* What the exercise asks
Format the entries below, from their first line through the line containing "[[58, 81], [58, 3], [0, 0], [0, 57]]", as a Markdown table with the columns Row and Line. Skip blank lines, and leave the pictures out of the table.

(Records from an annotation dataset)
'''
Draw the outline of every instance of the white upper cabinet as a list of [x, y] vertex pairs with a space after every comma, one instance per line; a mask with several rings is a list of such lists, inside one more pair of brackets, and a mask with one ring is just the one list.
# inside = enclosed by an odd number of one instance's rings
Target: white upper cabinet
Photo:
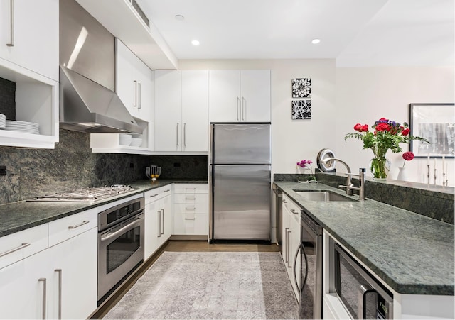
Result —
[[116, 92], [134, 118], [151, 121], [153, 72], [119, 39], [115, 39]]
[[0, 145], [53, 149], [58, 142], [58, 4], [0, 0], [0, 78], [16, 86], [16, 116], [7, 120], [38, 123], [39, 131], [4, 128]]
[[155, 151], [208, 151], [208, 72], [155, 72]]
[[211, 70], [210, 122], [270, 122], [270, 70]]
[[58, 81], [58, 3], [0, 0], [0, 57]]

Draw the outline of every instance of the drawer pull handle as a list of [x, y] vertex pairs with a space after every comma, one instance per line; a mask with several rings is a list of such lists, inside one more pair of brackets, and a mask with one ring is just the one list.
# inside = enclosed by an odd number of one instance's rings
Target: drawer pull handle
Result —
[[5, 251], [3, 253], [0, 253], [0, 257], [3, 257], [4, 255], [9, 255], [9, 254], [12, 253], [14, 253], [15, 251], [17, 251], [18, 250], [23, 249], [24, 248], [28, 247], [28, 245], [30, 245], [30, 243], [22, 243], [21, 245], [19, 245], [17, 248], [13, 248], [11, 250], [9, 250], [8, 251]]
[[80, 224], [76, 224], [75, 226], [68, 226], [68, 229], [75, 229], [76, 228], [79, 228], [81, 226], [83, 226], [84, 224], [87, 224], [90, 221], [87, 221], [87, 220], [85, 220], [83, 221], [82, 221]]

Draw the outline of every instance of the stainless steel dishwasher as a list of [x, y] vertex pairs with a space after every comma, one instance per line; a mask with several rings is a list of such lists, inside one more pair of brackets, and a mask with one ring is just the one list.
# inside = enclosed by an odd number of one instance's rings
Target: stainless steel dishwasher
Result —
[[300, 247], [294, 258], [294, 268], [299, 258], [301, 265], [300, 319], [322, 319], [322, 227], [304, 209], [300, 218]]

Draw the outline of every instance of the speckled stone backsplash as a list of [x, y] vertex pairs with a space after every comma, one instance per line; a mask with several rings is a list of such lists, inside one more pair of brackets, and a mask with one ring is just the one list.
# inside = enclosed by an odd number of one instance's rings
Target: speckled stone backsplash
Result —
[[[319, 182], [336, 188], [346, 182], [345, 177], [332, 173], [316, 172], [316, 175]], [[274, 174], [274, 181], [306, 180], [307, 175]], [[353, 178], [353, 183], [358, 186], [358, 180]], [[367, 198], [454, 224], [454, 188], [427, 189], [422, 187], [422, 184], [367, 180], [365, 190]], [[358, 192], [354, 191], [354, 194], [358, 194]]]
[[0, 165], [6, 167], [6, 175], [0, 176], [0, 204], [146, 180], [145, 167], [151, 164], [163, 167], [162, 179], [207, 180], [207, 156], [92, 153], [90, 139], [88, 133], [60, 130], [55, 149], [0, 147]]

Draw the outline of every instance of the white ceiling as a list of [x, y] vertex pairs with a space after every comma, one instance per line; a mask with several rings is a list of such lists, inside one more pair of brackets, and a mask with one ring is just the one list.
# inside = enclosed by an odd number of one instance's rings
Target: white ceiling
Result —
[[[179, 60], [331, 58], [338, 66], [454, 65], [454, 0], [138, 2]], [[311, 44], [315, 38], [319, 44]], [[195, 39], [200, 45], [191, 45]]]

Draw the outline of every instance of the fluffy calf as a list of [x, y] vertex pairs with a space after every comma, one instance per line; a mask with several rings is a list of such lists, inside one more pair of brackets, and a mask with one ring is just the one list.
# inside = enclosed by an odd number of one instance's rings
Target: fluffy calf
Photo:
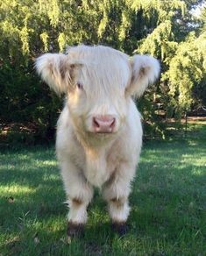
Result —
[[51, 89], [67, 96], [56, 152], [70, 208], [68, 233], [86, 224], [94, 186], [102, 188], [112, 223], [124, 224], [142, 145], [140, 114], [131, 96], [140, 96], [155, 81], [159, 62], [80, 46], [67, 54], [40, 56], [36, 68]]

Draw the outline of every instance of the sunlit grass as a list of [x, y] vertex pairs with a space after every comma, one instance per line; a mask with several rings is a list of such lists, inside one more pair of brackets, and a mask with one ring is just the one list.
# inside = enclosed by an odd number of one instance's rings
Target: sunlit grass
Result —
[[124, 238], [96, 191], [85, 237], [68, 244], [54, 148], [3, 151], [0, 255], [205, 255], [206, 125], [192, 125], [186, 138], [144, 144]]

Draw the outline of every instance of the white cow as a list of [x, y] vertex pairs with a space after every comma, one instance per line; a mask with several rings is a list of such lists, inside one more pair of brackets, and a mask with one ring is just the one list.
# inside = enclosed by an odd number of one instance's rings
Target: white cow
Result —
[[87, 222], [93, 187], [102, 188], [114, 227], [121, 231], [142, 146], [140, 114], [131, 98], [159, 76], [151, 56], [110, 47], [79, 46], [36, 60], [41, 78], [66, 95], [56, 152], [69, 204], [68, 235]]

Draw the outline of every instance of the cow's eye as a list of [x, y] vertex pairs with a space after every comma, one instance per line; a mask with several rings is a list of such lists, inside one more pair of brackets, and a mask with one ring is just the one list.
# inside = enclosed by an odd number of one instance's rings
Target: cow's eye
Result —
[[82, 83], [81, 83], [81, 82], [76, 82], [76, 87], [77, 87], [79, 89], [83, 89], [83, 85], [82, 85]]

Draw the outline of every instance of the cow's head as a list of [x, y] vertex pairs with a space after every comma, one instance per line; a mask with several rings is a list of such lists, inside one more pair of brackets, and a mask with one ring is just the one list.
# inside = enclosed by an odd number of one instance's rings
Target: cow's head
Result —
[[117, 132], [125, 122], [131, 96], [140, 96], [160, 73], [153, 57], [130, 58], [102, 46], [46, 53], [36, 60], [36, 68], [57, 94], [67, 95], [74, 125], [89, 133]]

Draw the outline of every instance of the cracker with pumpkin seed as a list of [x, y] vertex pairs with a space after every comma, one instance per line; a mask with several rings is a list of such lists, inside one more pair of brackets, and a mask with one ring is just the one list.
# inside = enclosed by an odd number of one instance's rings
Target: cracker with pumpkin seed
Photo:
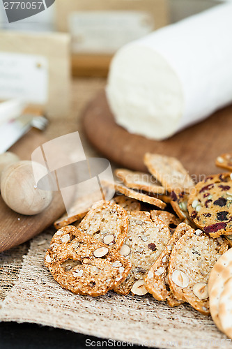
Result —
[[179, 218], [167, 211], [153, 209], [150, 211], [150, 216], [151, 219], [153, 219], [155, 217], [159, 218], [161, 221], [165, 223], [169, 228], [172, 228], [171, 225], [176, 225], [176, 227], [177, 227], [177, 225], [181, 223], [181, 220]]
[[189, 229], [192, 229], [185, 223], [181, 223], [176, 228], [167, 245], [161, 255], [150, 268], [145, 279], [145, 287], [155, 299], [165, 301], [168, 299], [172, 306], [180, 305], [183, 301], [178, 301], [173, 296], [167, 278], [169, 259], [173, 246]]
[[140, 211], [141, 209], [139, 201], [127, 198], [123, 195], [115, 196], [111, 202], [119, 205], [126, 211]]
[[117, 204], [100, 201], [94, 204], [78, 228], [118, 251], [122, 246], [128, 230], [126, 211]]
[[143, 202], [146, 202], [147, 204], [153, 205], [160, 209], [164, 209], [167, 206], [165, 202], [162, 201], [161, 200], [155, 198], [153, 196], [149, 196], [146, 194], [144, 194], [142, 193], [139, 193], [138, 191], [134, 191], [134, 189], [130, 189], [130, 188], [127, 188], [123, 184], [120, 184], [120, 183], [117, 182], [110, 182], [107, 181], [102, 181], [102, 184], [103, 186], [109, 186], [109, 188], [114, 188], [114, 190], [117, 193], [121, 193], [121, 194], [127, 196], [132, 199], [135, 199], [139, 201], [141, 201]]
[[144, 160], [150, 173], [168, 191], [178, 190], [190, 192], [194, 186], [187, 171], [177, 158], [146, 153]]
[[209, 315], [209, 274], [227, 249], [225, 239], [212, 239], [199, 229], [189, 227], [173, 246], [169, 260], [168, 281], [174, 296], [190, 303], [200, 313]]
[[127, 295], [147, 293], [144, 278], [154, 261], [157, 260], [170, 239], [170, 231], [166, 224], [155, 217], [151, 220], [146, 211], [128, 214], [129, 228], [120, 253], [132, 265], [127, 279], [115, 290]]
[[164, 188], [149, 173], [130, 171], [124, 168], [118, 168], [114, 173], [118, 179], [128, 188], [153, 194], [165, 193]]
[[224, 153], [216, 158], [215, 165], [218, 168], [232, 171], [232, 153]]
[[[72, 225], [58, 230], [45, 264], [63, 288], [98, 297], [116, 287], [128, 274], [128, 260]], [[56, 245], [54, 245], [56, 244]]]

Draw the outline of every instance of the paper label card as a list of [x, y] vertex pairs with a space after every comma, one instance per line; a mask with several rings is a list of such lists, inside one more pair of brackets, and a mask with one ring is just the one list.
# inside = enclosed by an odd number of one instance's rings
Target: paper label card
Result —
[[44, 56], [0, 52], [0, 100], [22, 98], [29, 103], [47, 103], [48, 68]]
[[155, 29], [153, 17], [141, 11], [81, 11], [69, 16], [74, 53], [114, 54]]

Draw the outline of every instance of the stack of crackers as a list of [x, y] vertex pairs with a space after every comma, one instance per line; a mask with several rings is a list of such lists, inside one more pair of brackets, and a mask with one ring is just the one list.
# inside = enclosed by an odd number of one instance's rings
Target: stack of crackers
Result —
[[[231, 158], [223, 154], [216, 164], [231, 170]], [[232, 312], [224, 308], [232, 297], [231, 174], [195, 185], [175, 158], [148, 153], [144, 163], [150, 174], [118, 169], [118, 181], [104, 184], [115, 188], [110, 202], [55, 222], [45, 265], [74, 293], [149, 292], [171, 306], [187, 302], [205, 315], [215, 308], [216, 324], [231, 336], [222, 320]]]

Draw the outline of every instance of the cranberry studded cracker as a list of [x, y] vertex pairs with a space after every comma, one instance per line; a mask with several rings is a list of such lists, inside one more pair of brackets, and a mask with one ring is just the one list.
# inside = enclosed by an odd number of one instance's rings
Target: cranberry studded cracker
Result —
[[194, 186], [187, 171], [176, 158], [146, 153], [144, 163], [151, 174], [168, 191], [190, 192]]
[[157, 198], [139, 193], [138, 191], [127, 188], [126, 186], [120, 184], [119, 183], [107, 182], [106, 181], [102, 181], [102, 183], [105, 186], [109, 186], [110, 188], [114, 188], [116, 192], [121, 193], [121, 194], [123, 194], [132, 199], [135, 199], [143, 202], [146, 202], [147, 204], [153, 205], [154, 206], [156, 206], [157, 207], [159, 207], [162, 209], [164, 209], [167, 206], [165, 202]]
[[145, 287], [158, 301], [169, 300], [173, 306], [183, 303], [173, 296], [167, 278], [169, 259], [173, 246], [189, 229], [189, 225], [181, 223], [176, 229], [167, 245], [164, 247], [160, 257], [156, 260], [145, 279]]
[[78, 228], [108, 245], [110, 249], [118, 251], [127, 233], [127, 214], [117, 204], [100, 201], [92, 206]]
[[47, 251], [45, 264], [63, 288], [98, 297], [126, 278], [131, 269], [126, 258], [73, 226], [62, 229], [53, 239], [58, 245], [53, 242]]
[[180, 301], [209, 315], [208, 281], [212, 267], [228, 249], [222, 237], [212, 239], [199, 229], [188, 231], [173, 246], [168, 279], [171, 290]]
[[125, 211], [140, 211], [141, 209], [139, 201], [127, 198], [123, 195], [115, 196], [111, 199], [111, 202], [119, 205]]
[[232, 171], [232, 153], [225, 153], [216, 158], [216, 166]]
[[176, 227], [181, 222], [181, 220], [174, 214], [167, 211], [160, 211], [158, 209], [150, 211], [150, 217], [151, 219], [156, 217], [161, 219], [169, 228], [172, 228], [173, 226]]
[[229, 173], [208, 176], [190, 195], [188, 211], [195, 224], [212, 237], [232, 230], [232, 179]]
[[130, 171], [118, 168], [114, 172], [118, 179], [128, 188], [153, 193], [164, 194], [165, 189], [158, 183], [155, 177], [146, 172]]
[[152, 221], [148, 212], [132, 212], [128, 216], [128, 233], [120, 253], [130, 260], [132, 268], [125, 281], [115, 290], [124, 295], [130, 291], [143, 295], [148, 292], [144, 279], [168, 243], [170, 231], [158, 218]]

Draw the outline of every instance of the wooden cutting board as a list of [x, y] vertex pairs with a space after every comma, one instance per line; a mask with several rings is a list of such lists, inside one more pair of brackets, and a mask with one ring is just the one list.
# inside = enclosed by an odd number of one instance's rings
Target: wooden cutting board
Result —
[[[40, 131], [32, 129], [10, 150], [22, 160], [31, 160], [33, 151], [45, 142]], [[65, 207], [59, 192], [54, 193], [53, 200], [47, 209], [35, 216], [24, 216], [14, 212], [0, 198], [0, 252], [37, 235], [51, 225], [64, 211]]]
[[83, 124], [89, 141], [105, 157], [118, 166], [139, 171], [146, 170], [143, 158], [150, 151], [176, 156], [199, 179], [200, 174], [218, 173], [215, 158], [232, 151], [232, 105], [168, 140], [155, 141], [118, 126], [105, 91], [100, 91], [84, 111]]

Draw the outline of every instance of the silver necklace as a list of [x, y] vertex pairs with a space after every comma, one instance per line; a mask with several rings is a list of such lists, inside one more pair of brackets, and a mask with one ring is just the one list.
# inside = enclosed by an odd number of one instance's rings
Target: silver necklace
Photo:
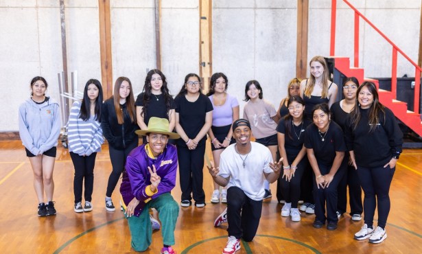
'''
* Result of the task
| Row | Line |
|---|---|
| 1 | Draw the outline of every instance of the white upper cabinet as a list of [x, y] vertex pairs with a space after every comma, one instance per line; a mask with several rings is a list of such lists, inside one more pair of brackets, and a mask with one ring is just the one list. |
| 2 | # inside = enclosed by an odd number of one instance's rings |
| 3 | Target: white upper cabinet |
| 4 | Photo: |
| 5 | Result — |
| 6 | [[116, 92], [134, 118], [151, 121], [153, 72], [119, 39], [115, 39]] |
| 7 | [[0, 145], [53, 149], [58, 142], [58, 4], [0, 0], [0, 78], [16, 86], [16, 116], [7, 120], [38, 123], [39, 131], [4, 128]] |
| 8 | [[155, 151], [208, 151], [208, 72], [155, 72]] |
| 9 | [[211, 70], [210, 122], [270, 122], [270, 70]] |
| 10 | [[58, 81], [58, 3], [0, 0], [0, 57]] |